It works!    I really feel like a noob.  :bg


GregL

#1
In the code above, should I be doing an add, rsp 28h before calling ExitProcess?

The author of the article I linked to above didn't do that in the code (he does in sub-routines).  It doesn't seem to matter before calling ExitProcess, but I'd like to know what is correct.

Looking at the disassembly for a similar C program, the compiler (VC 9.0) does adjust rsp before exiting, although the exit is just a ret.


disassembly


#include <stdio.h>

int main(void)
{
000000013F081000  sub         rsp,28h
    printf("Hello x64 world!\n");
000000013F081004  lea         rcx,[__native_dllmain_reason-3Ch (13F083000h)]
000000013F08100B  call        qword ptr [__imp_printf (13F0820F8h)]
    return 0;
000000013F081016  xor         eax,eax
}
000000013F081018  add         rsp,28h
000000013F08101C  ret             


MazeGen

If you use RET to exit from a thread (process), you have to adjust the stack. If you call ExitProcess, all what is needed are four QWORDs allocated on the stack before you call ExitProcess (by convention; it should work also without them).

GregL

MazeGen,

Thank you.  I think I get it now.  Before calling functions, you always need at least the four QWORDS allocated on the stack for the 'Register Parameter Stack Area',  right?

So, in my code above I should have used sub rsp, 20h instead of sub rsp, 28h since i never had more than 4 arguments in any function call.  I just cut and pasted the code and never changed the stack allocation.

Thanks for the help.  Are you still doing any x64 assembly?


MazeGen

That's right, four QWORDs are enough.

There are two ways how to call functions in x64 assembler code. You either allocate/deallocate stack before calling each function:


push arg6 ; sixth parameter
push arg5 ; fifth parameter
sub rsp, 4*8 ; allocate space for 'Register Parameter Stack Area'
mov r9, arg4
mov r8, arg3
mov rdx, arg2
mov rcx, arg1
call function
add rsp, 4*8 + 2*8 ; release all parameters from stack


Or, you first allocate the number of QWORDs corresponding to the highest number of parameters of a function you call, and use MOVs to fill the stack:


GregsFunc PROC
sub rsp, 4*8 + 2*8 ; part of prologue
...
________
[Goals]:
a: Return the stretch of the forum thread from "So, in my code" through "the stack allocation.", word for word.
b: Please condense the paragraph of the forum thread that begins "If you use RET to exit" into a shorter version that keeps its main facts.
The material that comes next has no connection to the forum thread.

[Information supplied]:
________
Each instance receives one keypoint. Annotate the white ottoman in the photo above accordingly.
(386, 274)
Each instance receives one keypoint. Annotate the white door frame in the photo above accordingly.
________
[Full solutions]:
a:
So, in my code above I should have used sub rsp, 20h instead of sub rsp, 28h since i never had more than 4 arguments in any function call.  I just cut and pasted the code and never changed the stack allocation.

b: Exiting a thread or process with RET requires adjusting the stack. Calling ExitProcess only needs four QWORDs allocated on the stack first. That is a convention, and it should work without them too.